Could you return all of the records exactly as they stand?
··· Extracted entries
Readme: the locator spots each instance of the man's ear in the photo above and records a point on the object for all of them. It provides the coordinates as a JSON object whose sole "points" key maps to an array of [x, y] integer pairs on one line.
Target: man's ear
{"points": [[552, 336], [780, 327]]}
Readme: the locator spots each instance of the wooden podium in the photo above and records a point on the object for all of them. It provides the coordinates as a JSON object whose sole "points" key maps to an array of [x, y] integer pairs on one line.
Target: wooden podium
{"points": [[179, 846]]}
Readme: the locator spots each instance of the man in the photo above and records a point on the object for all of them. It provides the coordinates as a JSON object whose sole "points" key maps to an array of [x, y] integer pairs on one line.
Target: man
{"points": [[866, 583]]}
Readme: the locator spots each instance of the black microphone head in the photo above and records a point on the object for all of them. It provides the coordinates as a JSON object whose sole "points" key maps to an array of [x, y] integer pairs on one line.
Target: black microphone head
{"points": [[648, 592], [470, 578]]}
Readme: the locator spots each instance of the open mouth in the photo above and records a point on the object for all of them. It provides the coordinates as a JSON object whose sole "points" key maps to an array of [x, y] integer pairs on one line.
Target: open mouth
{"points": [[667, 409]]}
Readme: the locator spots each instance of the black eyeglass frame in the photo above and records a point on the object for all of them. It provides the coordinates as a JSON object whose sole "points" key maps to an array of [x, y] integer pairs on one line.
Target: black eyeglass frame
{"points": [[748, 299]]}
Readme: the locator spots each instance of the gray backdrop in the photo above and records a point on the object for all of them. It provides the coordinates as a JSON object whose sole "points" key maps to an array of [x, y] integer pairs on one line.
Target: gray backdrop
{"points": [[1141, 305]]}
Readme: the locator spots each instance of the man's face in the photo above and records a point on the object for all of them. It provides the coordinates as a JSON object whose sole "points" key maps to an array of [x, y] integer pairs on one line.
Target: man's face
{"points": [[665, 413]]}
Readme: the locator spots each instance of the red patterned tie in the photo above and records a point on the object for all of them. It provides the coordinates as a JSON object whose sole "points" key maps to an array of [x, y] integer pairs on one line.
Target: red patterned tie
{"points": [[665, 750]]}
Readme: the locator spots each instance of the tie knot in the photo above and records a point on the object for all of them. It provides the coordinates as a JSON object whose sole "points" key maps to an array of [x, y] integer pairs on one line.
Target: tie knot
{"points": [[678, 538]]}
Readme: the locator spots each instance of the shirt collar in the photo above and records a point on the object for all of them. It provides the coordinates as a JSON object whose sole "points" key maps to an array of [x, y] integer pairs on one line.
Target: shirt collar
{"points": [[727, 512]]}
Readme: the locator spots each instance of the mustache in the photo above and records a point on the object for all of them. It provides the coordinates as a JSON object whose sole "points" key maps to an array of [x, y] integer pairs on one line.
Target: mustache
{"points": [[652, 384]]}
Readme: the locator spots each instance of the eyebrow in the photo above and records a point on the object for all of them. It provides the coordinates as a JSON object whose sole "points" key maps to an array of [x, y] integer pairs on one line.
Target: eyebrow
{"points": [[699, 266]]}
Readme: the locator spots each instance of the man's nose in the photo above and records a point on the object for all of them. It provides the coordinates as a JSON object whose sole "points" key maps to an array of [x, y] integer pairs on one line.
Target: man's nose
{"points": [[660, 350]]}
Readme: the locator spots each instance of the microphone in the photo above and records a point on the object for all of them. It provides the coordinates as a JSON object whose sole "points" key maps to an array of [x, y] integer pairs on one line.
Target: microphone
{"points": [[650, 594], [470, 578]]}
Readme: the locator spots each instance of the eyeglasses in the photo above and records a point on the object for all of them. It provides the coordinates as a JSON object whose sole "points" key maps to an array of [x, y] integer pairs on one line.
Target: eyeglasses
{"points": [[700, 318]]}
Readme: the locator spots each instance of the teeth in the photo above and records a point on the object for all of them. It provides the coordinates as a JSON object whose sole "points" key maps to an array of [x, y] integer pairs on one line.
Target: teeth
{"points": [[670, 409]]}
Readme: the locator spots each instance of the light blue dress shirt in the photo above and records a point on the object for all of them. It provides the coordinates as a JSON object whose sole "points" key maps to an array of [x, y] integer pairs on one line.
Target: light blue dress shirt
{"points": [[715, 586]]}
······
**Reply**
Readme: the locator spots each instance of the man's ear in the photo above and records a point on the object for all of them. It provides the coordinates as a JSON object whose sole "points" key maps to an array of [x, y] integer pairs on one line.
Target: man's ear
{"points": [[552, 336], [780, 327]]}
Readme: the locator spots each instance of the wooden podium in the photo above and records a point on the object for all of them. It provides the coordinates as a JSON object whose sole "points" key maps to an array of [x, y] integer pairs on one line.
Target: wooden podium
{"points": [[179, 846]]}
Readme: the locator spots each instance of the man in the photo above and records a point on the object for all of them. It provides the coordinates as a JSON object whose sole "points" key maps to an array of [x, y] integer pairs on one line.
Target: man
{"points": [[866, 583]]}
Readme: the locator spots each instance of the black microphone head in the photo above and records a point on the object for all of them. It provides the coordinates as a JSON object whose sole "points" key maps to an array of [x, y] integer pairs on one line.
Target: black microphone head
{"points": [[648, 592], [470, 578]]}
Readme: the locator spots each instance of the open mouth in the photo above and records a point on the object for all of them. It provides the coordinates as a JSON object whose sole "points" key maps to an array of [x, y] integer pairs on one line.
Target: open mouth
{"points": [[667, 409]]}
Readme: the locator spots each instance of the black eyeglass frame in the photo above and records a point on the object for all of them. It provides the coordinates as a JSON object whose sole "points" key maps to an array of [x, y] integer pairs on one line.
Target: black eyeglass frame
{"points": [[748, 299]]}
Readme: the locator spots each instance of the gray backdrop in the photo above and records a point on the object for all of them. It provides the coordinates as a JSON object whose sole "points" key maps to an array of [x, y] integer pairs on one line.
Target: gray backdrop
{"points": [[1141, 305]]}
Readme: the locator spots each instance of the man's face in the photo above and records a point on the object for all of them. It provides the coordinates as a JSON object whose sole "points" key maps to an array of [x, y] integer pairs on one line.
Target: man's face
{"points": [[665, 413]]}
Readme: the locator spots each instance of the red patterned tie in the photo above and records a point on the object for all of them. It provides the coordinates as a JSON object whose sole "points" key maps to an array of [x, y] integer pairs on one line.
Target: red patterned tie
{"points": [[665, 750]]}
Readme: the locator spots each instance of the tie knot in the photo above and records a point on the object for all of them. It provides the coordinates as a JSON object whose sole "points" key maps to an array of [x, y] integer pairs on one line.
Target: tie knot
{"points": [[678, 538]]}
Readme: the locator spots each instance of the shirt collar in the photo above and records a point on the object for all of them. It provides the coordinates as a JSON object whose sole "points" key maps to an array of [x, y] integer pairs on one line.
Target: shirt collar
{"points": [[727, 512]]}
Readme: the locator spots each instance of the mustache in the photo above and records a point on the object for all of them. It provides the coordinates as a JSON object whose sole "points" key maps to an array of [x, y] integer pairs on one line.
Target: mustache
{"points": [[652, 384]]}
Readme: the locator spots each instance of the eyebrow in the photo above and records a point on the object for all of them. It provides the coordinates as a JSON object whose sole "points" key maps to an array of [x, y] integer pairs on one line.
Target: eyebrow
{"points": [[699, 266]]}
Readme: the locator spots each instance of the man's nose in the photo above and records a point on the object for all of them. It provides the coordinates as a JSON object whose sole "points" key maps to an array of [x, y] integer pairs on one line.
Target: man's nose
{"points": [[660, 350]]}
Readme: the locator spots each instance of the microphone in the photo above and records a point on the object for all of them. It provides the coordinates as a JSON object whose sole "points" key maps to an array of [x, y] integer pairs on one line.
Target: microphone
{"points": [[650, 594], [470, 578]]}
Readme: the locator spots each instance of the eyeglasses in the photo above and records a point on the object for all of them. It provides the coordinates as a JSON object whose sole "points" key maps to an array of [x, y] integer pairs on one line.
Target: eyeglasses
{"points": [[700, 318]]}
Readme: the locator spots each instance of the teeth in the photo above and records a point on the object for all of them. It provides the coordinates as a JSON object whose sole "points" key maps to an array of [x, y] integer pairs on one line.
Target: teeth
{"points": [[670, 409]]}
Readme: the locator spots each instance of the light blue dress shirt in the photo above and records a point on the object for all of them. It provides the coordinates as a JSON object whose sole "points" key maps to an array of [x, y] integer pairs on one line.
Target: light blue dress shirt
{"points": [[715, 586]]}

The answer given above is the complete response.